* **Prompt**
Copy the data precisely, character for character, and leave out every picture.

* **Data excerpts**
____________________
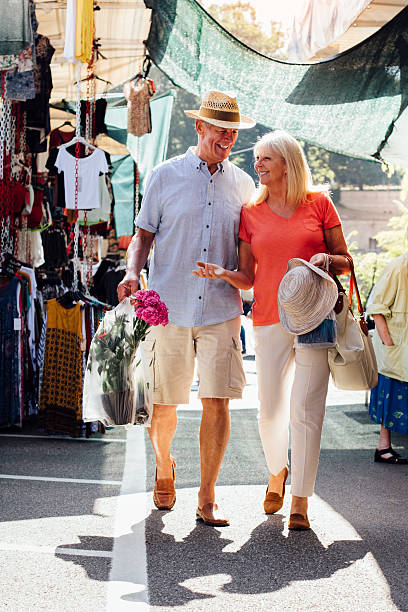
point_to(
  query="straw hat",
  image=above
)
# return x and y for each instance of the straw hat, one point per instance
(220, 109)
(306, 296)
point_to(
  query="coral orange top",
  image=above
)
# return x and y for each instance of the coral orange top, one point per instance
(274, 240)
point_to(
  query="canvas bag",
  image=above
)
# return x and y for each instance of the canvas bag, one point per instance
(352, 361)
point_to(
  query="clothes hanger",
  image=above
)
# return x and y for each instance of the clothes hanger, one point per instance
(76, 139)
(65, 123)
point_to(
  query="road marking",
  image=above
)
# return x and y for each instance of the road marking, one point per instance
(127, 587)
(78, 552)
(122, 440)
(115, 483)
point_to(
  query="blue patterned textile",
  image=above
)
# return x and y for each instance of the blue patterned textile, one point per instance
(389, 402)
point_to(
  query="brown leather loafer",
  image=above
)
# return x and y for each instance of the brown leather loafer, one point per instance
(164, 494)
(209, 515)
(273, 501)
(298, 522)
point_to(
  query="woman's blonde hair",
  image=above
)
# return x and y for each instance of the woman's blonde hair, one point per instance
(298, 175)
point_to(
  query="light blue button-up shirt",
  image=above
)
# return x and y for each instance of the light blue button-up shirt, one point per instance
(195, 217)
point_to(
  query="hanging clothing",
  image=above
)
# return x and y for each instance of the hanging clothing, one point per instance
(20, 83)
(61, 390)
(98, 120)
(58, 137)
(70, 32)
(10, 355)
(138, 94)
(38, 109)
(15, 28)
(88, 178)
(103, 213)
(84, 30)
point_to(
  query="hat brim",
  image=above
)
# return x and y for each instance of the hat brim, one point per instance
(244, 123)
(324, 309)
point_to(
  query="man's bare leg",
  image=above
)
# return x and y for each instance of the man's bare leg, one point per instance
(161, 431)
(214, 436)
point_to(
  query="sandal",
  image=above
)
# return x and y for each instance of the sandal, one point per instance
(395, 459)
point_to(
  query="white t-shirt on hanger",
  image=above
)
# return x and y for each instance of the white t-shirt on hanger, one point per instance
(88, 178)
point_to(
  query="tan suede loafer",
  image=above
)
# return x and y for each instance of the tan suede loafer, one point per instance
____________________
* **Response to the exercise**
point_to(
  query="straw hat",
  image=above
)
# return x and y for each instance of the straw hat, one point per instance
(220, 109)
(306, 296)
point_to(
  query="coral orange top",
  image=above
)
# return x and y for each instance of the coral orange top, one point per instance
(274, 240)
point_to(
  query="canvas bag",
  image=above
)
# return x and y for each instance of the canvas bag, one point per instance
(352, 361)
point_to(
  query="clothes hanger",
  image=above
)
# return x and y for each instance of the clothes hanger, one point per instance
(76, 139)
(65, 123)
point_to(
  query="road marking",
  image=above
)
# return x and y for each instance of the road marking, one point per instance
(127, 587)
(78, 552)
(122, 440)
(115, 483)
point_to(
  query="blue patterned textile",
  image=above
)
# return x and y for each instance of the blue patterned textile, one point per instance
(389, 402)
point_to(
  query="brown leather loafer",
  image=above
)
# return x and y for each instance of the brown leather loafer, one point per instance
(164, 494)
(209, 515)
(273, 501)
(298, 522)
point_to(
  query="woman's blonde hair",
  image=above
)
# return x and y for each instance of the woman's blonde hair, one point per instance
(298, 175)
point_to(
  query="light blue button-up shirt",
  image=above
)
# return x and y for each instance of the light blue button-up shirt, one point per instance
(195, 217)
point_to(
  query="hanging clothing",
  image=above
)
# return x and y for each instance of the hanging clothing, one point per instance
(20, 83)
(61, 390)
(98, 120)
(58, 137)
(70, 32)
(10, 355)
(138, 94)
(38, 109)
(15, 28)
(88, 178)
(103, 213)
(84, 30)
point_to(
  query="hat brim",
  image=above
)
# return x and y for each instance of the hat brim, one point per instance
(244, 123)
(324, 309)
point_to(
  query="man's bare leg",
  image=above
)
# return x and y for each instance of the man's bare leg, one point per instance
(161, 431)
(214, 436)
point_to(
  query="sandal",
  image=above
)
# return x and y for each instance of the sandal, one point per instance
(395, 459)
point_to(
  query="white t-shirt on hanger",
  image=above
)
# return x and y for each instance of the white t-shirt on hanger, one point per instance
(88, 178)
point_to(
  query="tan suede loafer",
  image=above
)
# return x and y for each instance of the tan suede loafer, one point per instance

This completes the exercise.